-- Task item --
Leave out the lines before the one with "Phrase -- dark wooden entrance door"; output that line and all remaining lines of the records exactly.
(Recorded information)
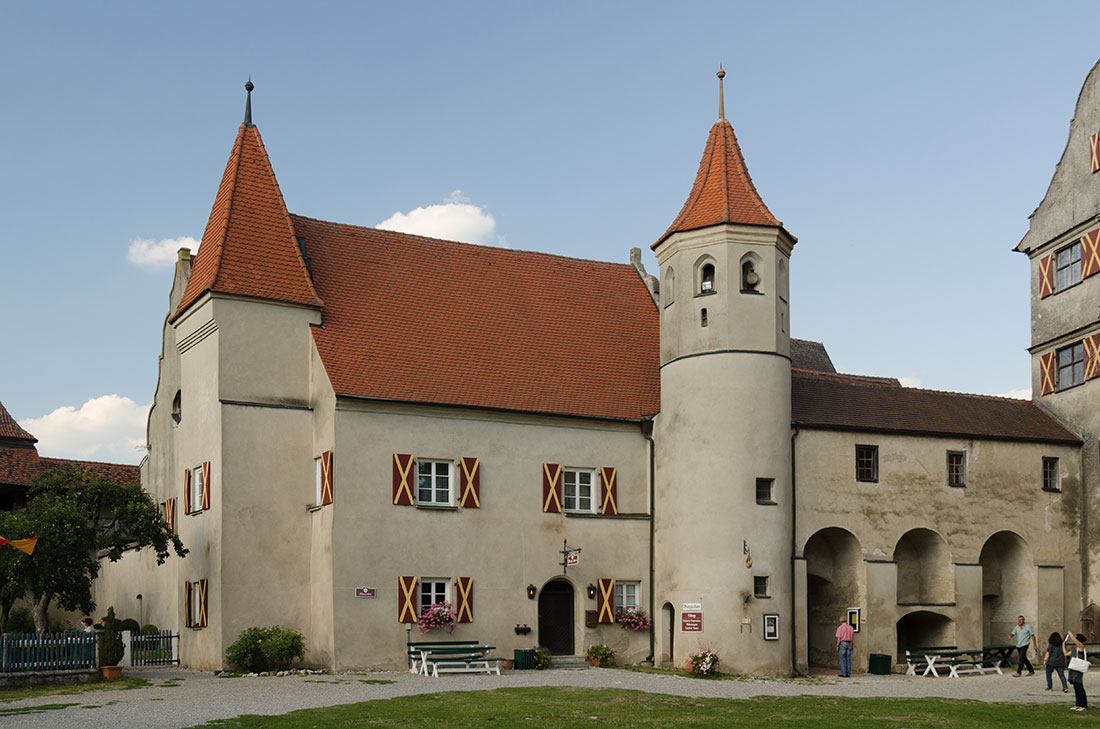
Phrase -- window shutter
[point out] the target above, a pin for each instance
(326, 477)
(1090, 253)
(1046, 276)
(1091, 356)
(551, 487)
(187, 604)
(464, 599)
(470, 483)
(605, 600)
(1046, 365)
(202, 604)
(608, 496)
(403, 483)
(406, 598)
(206, 485)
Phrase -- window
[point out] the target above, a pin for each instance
(432, 591)
(1051, 475)
(867, 463)
(1071, 365)
(626, 595)
(196, 495)
(578, 487)
(1067, 266)
(765, 488)
(956, 468)
(433, 483)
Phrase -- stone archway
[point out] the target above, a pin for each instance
(836, 580)
(925, 573)
(1009, 585)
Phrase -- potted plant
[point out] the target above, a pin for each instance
(601, 655)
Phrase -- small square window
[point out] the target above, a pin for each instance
(1052, 481)
(956, 468)
(766, 492)
(867, 463)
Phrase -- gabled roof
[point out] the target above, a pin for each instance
(723, 191)
(422, 320)
(249, 246)
(843, 404)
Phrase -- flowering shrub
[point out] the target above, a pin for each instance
(437, 616)
(703, 663)
(634, 618)
(601, 655)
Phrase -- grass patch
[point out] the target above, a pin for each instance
(568, 708)
(8, 695)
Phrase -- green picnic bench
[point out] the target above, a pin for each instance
(432, 658)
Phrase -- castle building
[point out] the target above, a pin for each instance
(353, 423)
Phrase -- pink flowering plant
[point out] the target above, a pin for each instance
(704, 663)
(634, 618)
(437, 616)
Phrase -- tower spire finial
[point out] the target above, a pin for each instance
(248, 103)
(722, 100)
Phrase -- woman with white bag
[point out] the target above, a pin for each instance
(1078, 664)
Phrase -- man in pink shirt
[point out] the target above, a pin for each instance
(844, 637)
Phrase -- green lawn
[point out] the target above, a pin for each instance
(581, 707)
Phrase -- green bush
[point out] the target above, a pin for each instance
(266, 649)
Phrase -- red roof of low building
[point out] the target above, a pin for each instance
(422, 320)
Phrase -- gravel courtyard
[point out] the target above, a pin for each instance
(194, 697)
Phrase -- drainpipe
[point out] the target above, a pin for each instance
(647, 432)
(794, 514)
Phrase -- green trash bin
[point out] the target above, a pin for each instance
(879, 664)
(525, 659)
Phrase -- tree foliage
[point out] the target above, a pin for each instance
(78, 517)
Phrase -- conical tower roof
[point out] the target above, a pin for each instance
(723, 191)
(249, 246)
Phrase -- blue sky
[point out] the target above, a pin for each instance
(904, 144)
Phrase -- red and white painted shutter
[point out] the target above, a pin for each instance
(1090, 253)
(608, 492)
(406, 599)
(605, 600)
(206, 485)
(464, 599)
(326, 477)
(470, 483)
(1046, 378)
(403, 482)
(202, 603)
(188, 619)
(551, 487)
(1046, 276)
(1091, 356)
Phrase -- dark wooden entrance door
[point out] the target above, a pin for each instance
(End Recorded information)
-- Exercise output --
Phrase -- dark wooden entrance door
[point out] the target above, a pin for each instance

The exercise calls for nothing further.